**PASSAGE SHOWN**
┄┄┄┄┄┄┄┄┄┄┄┄┄┄┄┄┄┄┄┄
I never understood it—-the way that I’ve heard the cries of a woman in the last stages of natural childbirth, experiencing the most excruciating pain she might feel in her life, yet, not days later, with the baby swaddled next to her heart, she looks up and says, with a smile, “I can’t wait to have another one.”
But what about the pain? I wondered. What about the nausea, the discomfort, the inconvenience, the exhaustion? It never made sense.
Until one day, the sentiment became clear. Not a week after the last student had vacated campus, while I was cleaning out my desk I found my rosters. Fingering them, I grew excited about the rosters that would come to me next semester; my fingers itched to hold them, to peruse the row of names and imagine who each student will be. What trouble will they bring? What blessings will they bestow? What struggles will I help them overcome? What way will I watch them grow? What will they learn or reject? I visualized walking into the classroom and looking over the rows of faces all gazing up at me with guarded eyes suppressing curiosity.
┄┄┄┄┄┄┄┄┄┄┄┄┄┄┄┄┄┄┄┄
**PROVIDED DATA**
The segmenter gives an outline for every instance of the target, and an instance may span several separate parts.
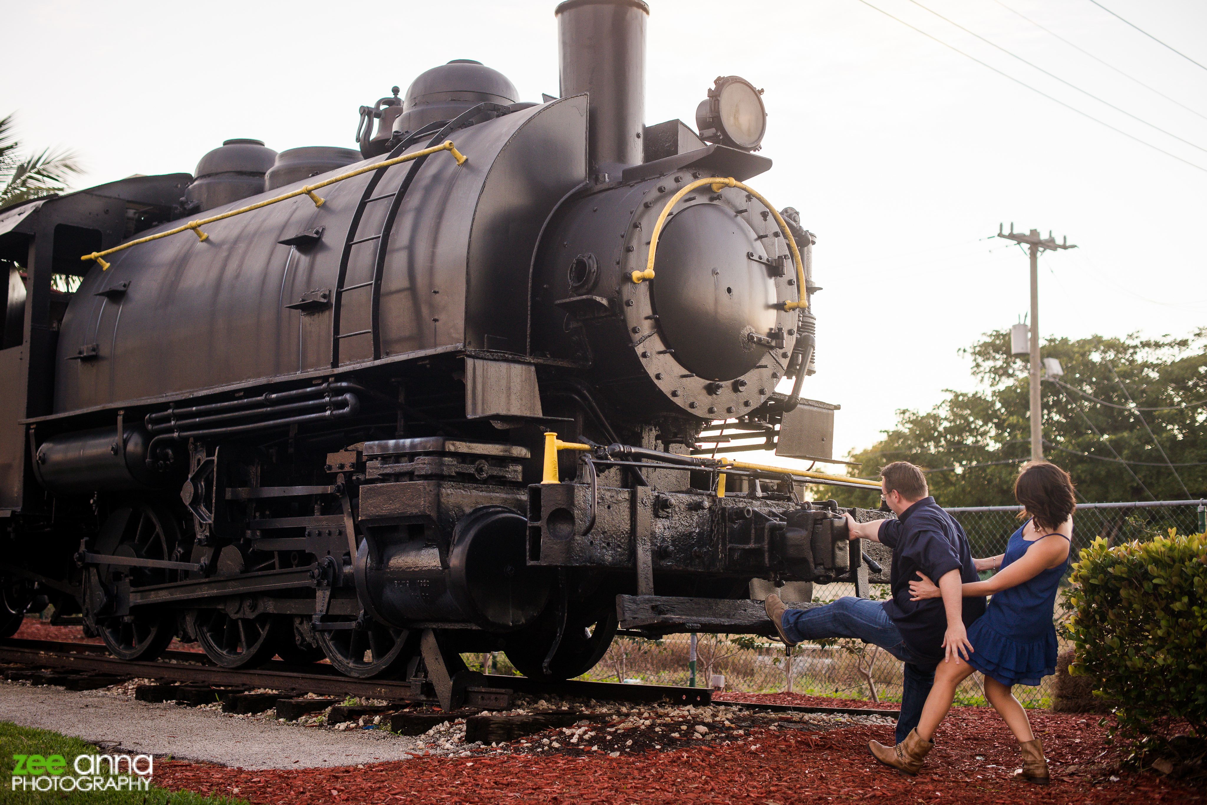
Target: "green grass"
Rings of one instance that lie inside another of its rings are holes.
[[[13,756],[40,754],[43,758],[62,754],[66,760],[65,775],[75,776],[71,768],[77,754],[103,754],[95,746],[77,737],[59,735],[34,727],[18,727],[10,722],[0,722],[0,768],[4,769],[4,782],[0,783],[0,801],[5,805],[45,805],[63,803],[64,805],[246,805],[243,799],[226,797],[203,797],[193,792],[173,792],[157,788],[150,791],[74,791],[74,792],[35,792],[13,791],[12,770],[16,764]],[[28,778],[30,775],[25,775]],[[39,775],[49,776],[49,775]]]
┄┄┄┄┄┄┄┄┄┄┄┄┄┄┄┄┄┄┄┄
**TASK INSTRUCTIONS**
In the passage about finding class rosters, what was the narrator doing when the rosters turned up? The data were drawn from a separate source.

**RESULT FOR THIS TASK**
Cleaning out a desk, not a week after the last student had left campus.